__PASSAGE SHOWN__.
Canadian Council of Churches: Letter to the Federal Government on GamblingTuesday, September 15 1998
The Honourable Anne McLellan
Minister of Justice and Attorney General of Canada
Department of Justice
Ottawa, Ontario KIA OH8
We write to you to seek your leadership in halting the rapid growth of state-sponsored gambling in Canada. Specifically, we ask that your government do two things:
- establish a public and independent body to review the social, economic and legal impact of legal and illegal gambling and charitable gaming in Canada and to make recommendations regarding public policy;
- ask the provinces to place a moratorium on gambling expansion until such time as a public review has been completed and policy recommendations have been enacted.
We are also seeking an effort by all governments to ban video lottery terminals and to prepare a plan for removing them where they have been introduced.
In the last decade, many of our members have become involved in the effort to stop gambling expansion in their communities. Often, their involvement began as a pastoral concern for individuals whose lives and families had been affected by problem and pathological gambling. However, their efforts have been transformed in the last few years into a concern for entire communities and for non-gambling businesses.
The reason for this change is quite simple. Promotion of state-sponsored gambling is at an all-time high in Canada. The need of provincial governments for revenue is understandable. However, it is difficult to recognize government’s duty to uphold the public interests in provincial plans to increase the number of gamblers and the frequency with which they gamble and lose. In several provinces, this objective relies on making gambling more accessible to local citizens.
Communities all across Canada are being urged to take up casino and VLT gambling as an economic development lever of choice, with little attention to the costs to be paid. Developers of gambling facilities bring their proposals to city and town councils, with promises of jobs and a bright economic future. Most communities, however, are forced to make their decisions on the basis of information provided by the gambling industry, particularly the promise of much needed employment. Few communities have the resources to conduct independent social and economic impact studies.
In the United States, many communities have conducted such studies, as have independent academics. In Canada, however, only a few such studies exist. Local political leaders are being pressed to take decisions without the kind of independent information that would allow a full assessment of the impact on each specific community. It is no wonder that local citizens are concerned. William Thompson, professor of public administration at the University of Nevada in Las Vegas, recently summed up the basis for the public concern that is spreading through our communities: “Hell is knowing the truth about gaming after it is too late.”
We have turned to you for your leadership because the federal government has a duty to prevent gambling in Canada from harming the common good. A great deal of anecdotal evidence leads us to believe that the growth of gambling is already undermining the public interest. What is most troubling is the intrusion of the private sector into modern gambling through the aggressive use of the provisions of the Criminal Code.

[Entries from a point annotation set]
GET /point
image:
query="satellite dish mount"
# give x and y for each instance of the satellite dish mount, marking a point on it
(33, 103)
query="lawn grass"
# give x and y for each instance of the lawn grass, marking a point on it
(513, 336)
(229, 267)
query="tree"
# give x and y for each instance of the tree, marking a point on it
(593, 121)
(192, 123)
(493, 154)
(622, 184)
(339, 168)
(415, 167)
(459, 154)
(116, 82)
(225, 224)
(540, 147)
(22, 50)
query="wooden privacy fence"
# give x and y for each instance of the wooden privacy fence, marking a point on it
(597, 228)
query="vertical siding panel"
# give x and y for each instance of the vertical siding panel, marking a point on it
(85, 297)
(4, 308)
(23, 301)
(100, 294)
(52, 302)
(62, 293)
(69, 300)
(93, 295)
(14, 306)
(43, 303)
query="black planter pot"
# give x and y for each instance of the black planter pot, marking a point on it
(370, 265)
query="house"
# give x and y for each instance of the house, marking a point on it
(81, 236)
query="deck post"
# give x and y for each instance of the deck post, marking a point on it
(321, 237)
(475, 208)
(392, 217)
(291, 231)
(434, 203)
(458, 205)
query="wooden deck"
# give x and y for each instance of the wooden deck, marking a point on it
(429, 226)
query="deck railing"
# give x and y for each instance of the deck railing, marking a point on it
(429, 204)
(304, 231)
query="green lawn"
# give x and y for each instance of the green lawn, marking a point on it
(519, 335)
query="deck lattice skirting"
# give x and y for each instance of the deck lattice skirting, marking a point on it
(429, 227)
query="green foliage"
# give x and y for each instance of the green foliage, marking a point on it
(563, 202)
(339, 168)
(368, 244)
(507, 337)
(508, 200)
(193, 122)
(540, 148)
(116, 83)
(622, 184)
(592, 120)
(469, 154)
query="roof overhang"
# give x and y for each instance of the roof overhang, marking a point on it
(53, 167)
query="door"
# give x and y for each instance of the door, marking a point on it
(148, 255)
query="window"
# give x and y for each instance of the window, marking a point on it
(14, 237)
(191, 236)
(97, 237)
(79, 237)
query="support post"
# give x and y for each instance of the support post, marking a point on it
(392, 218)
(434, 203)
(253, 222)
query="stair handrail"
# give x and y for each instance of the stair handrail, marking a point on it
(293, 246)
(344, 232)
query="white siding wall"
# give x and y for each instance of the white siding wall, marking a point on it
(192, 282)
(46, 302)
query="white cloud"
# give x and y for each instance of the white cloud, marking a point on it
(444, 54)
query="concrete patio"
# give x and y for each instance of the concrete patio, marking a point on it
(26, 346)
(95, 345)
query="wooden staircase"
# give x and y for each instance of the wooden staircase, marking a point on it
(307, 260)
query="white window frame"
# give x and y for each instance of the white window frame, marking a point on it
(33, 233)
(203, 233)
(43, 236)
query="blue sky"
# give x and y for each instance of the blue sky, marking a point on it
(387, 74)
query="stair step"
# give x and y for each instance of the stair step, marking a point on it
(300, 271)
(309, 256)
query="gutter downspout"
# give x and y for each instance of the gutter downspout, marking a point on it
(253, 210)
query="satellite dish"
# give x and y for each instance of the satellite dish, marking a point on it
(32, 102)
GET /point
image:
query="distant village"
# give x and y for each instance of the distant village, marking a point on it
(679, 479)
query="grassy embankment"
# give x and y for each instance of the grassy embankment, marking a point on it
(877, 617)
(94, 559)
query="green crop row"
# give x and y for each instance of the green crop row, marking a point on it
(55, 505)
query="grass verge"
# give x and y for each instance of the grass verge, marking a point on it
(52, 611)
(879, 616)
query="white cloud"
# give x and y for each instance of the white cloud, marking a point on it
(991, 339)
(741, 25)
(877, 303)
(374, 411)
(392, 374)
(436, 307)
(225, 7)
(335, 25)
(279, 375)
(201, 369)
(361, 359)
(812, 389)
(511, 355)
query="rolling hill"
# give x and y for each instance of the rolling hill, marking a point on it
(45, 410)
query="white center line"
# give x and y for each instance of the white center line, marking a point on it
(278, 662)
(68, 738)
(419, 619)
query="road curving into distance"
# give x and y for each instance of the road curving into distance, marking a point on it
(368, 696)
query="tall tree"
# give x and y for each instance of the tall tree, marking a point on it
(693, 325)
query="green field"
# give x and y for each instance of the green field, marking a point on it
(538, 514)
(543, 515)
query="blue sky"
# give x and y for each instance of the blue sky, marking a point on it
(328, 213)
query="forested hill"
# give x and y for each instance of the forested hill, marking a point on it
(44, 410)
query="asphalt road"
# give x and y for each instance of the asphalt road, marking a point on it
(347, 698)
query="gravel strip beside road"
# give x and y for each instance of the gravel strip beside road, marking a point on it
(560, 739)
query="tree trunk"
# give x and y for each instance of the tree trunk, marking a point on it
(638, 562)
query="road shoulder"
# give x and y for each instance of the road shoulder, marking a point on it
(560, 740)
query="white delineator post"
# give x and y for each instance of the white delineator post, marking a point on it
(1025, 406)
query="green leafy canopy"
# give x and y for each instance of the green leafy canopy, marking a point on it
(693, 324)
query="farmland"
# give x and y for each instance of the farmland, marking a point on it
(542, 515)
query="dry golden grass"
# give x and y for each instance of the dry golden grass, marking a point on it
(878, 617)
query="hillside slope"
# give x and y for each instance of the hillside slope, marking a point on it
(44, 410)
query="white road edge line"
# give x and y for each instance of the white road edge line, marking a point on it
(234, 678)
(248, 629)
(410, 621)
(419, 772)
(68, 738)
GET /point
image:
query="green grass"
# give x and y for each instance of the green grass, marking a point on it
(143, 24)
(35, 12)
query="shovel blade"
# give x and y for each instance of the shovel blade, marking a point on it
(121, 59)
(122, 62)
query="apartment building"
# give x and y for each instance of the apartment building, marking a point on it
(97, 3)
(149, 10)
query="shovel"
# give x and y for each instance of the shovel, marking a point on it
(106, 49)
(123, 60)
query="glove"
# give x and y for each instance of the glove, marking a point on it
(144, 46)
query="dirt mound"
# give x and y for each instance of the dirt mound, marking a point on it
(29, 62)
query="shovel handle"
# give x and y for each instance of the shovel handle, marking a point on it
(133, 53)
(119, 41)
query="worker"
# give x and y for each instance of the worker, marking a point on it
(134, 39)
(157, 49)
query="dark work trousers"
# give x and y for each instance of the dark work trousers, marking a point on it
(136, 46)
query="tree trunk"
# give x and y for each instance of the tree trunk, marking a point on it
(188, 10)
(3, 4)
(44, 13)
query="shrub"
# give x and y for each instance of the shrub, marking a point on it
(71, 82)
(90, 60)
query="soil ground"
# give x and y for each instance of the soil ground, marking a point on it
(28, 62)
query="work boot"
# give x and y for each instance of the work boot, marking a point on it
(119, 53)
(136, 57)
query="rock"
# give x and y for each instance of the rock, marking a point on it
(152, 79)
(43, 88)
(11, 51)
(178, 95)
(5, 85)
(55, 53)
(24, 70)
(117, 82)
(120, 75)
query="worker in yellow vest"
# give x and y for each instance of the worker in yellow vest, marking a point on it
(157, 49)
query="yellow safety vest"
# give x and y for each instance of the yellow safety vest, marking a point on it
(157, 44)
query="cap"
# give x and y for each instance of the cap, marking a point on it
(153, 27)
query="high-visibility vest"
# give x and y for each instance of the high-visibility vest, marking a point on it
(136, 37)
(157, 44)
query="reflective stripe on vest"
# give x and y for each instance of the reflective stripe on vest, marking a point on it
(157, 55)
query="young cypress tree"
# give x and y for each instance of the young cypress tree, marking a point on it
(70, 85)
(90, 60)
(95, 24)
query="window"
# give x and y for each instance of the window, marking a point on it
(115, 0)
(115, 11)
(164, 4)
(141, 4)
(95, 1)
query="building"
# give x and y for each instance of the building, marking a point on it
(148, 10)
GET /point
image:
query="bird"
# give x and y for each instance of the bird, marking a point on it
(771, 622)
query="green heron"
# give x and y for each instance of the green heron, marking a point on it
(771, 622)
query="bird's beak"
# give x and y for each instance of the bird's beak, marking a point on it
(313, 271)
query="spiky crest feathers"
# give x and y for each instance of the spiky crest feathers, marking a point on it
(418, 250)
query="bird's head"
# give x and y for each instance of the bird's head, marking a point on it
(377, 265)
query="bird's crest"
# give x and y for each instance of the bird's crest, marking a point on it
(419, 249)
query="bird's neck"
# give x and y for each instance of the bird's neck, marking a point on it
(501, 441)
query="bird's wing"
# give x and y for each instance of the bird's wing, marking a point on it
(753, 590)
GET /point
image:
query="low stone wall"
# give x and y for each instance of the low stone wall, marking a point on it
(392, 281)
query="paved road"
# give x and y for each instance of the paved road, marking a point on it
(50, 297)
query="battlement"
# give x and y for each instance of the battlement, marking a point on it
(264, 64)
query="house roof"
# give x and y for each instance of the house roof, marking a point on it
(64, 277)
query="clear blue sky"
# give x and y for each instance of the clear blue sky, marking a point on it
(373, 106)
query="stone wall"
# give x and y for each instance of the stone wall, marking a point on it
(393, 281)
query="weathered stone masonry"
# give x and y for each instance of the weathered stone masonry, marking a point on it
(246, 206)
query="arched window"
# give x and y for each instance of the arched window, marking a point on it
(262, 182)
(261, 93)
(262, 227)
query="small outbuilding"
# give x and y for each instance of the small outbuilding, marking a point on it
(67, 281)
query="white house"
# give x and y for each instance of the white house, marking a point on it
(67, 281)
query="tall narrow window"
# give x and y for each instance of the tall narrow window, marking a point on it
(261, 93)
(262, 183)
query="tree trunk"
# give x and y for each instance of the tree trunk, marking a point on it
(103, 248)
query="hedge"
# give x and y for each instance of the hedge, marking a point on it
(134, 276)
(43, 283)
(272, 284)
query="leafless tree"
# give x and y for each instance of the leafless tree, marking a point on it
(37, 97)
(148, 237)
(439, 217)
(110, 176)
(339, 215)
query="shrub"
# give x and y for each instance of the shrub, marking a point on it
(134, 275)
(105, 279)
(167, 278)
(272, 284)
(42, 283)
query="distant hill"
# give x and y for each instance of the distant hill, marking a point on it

__AIM__.
Output the part of the letter on gambling from "In the last decade, many" up to and including "for non-gambling businesses.", copied word for word. Rely only on the letter on gambling for the work that comes next.

__ANSWER TO THIS EXERCISE__.
In the last decade, many of our members have become involved in the effort to stop gambling expansion in their communities. Often, their involvement began as a pastoral concern for individuals whose lives and families had been affected by problem and pathological gambling. However, their efforts have been transformed in the last few years into a concern for entire communities and for non-gambling businesses.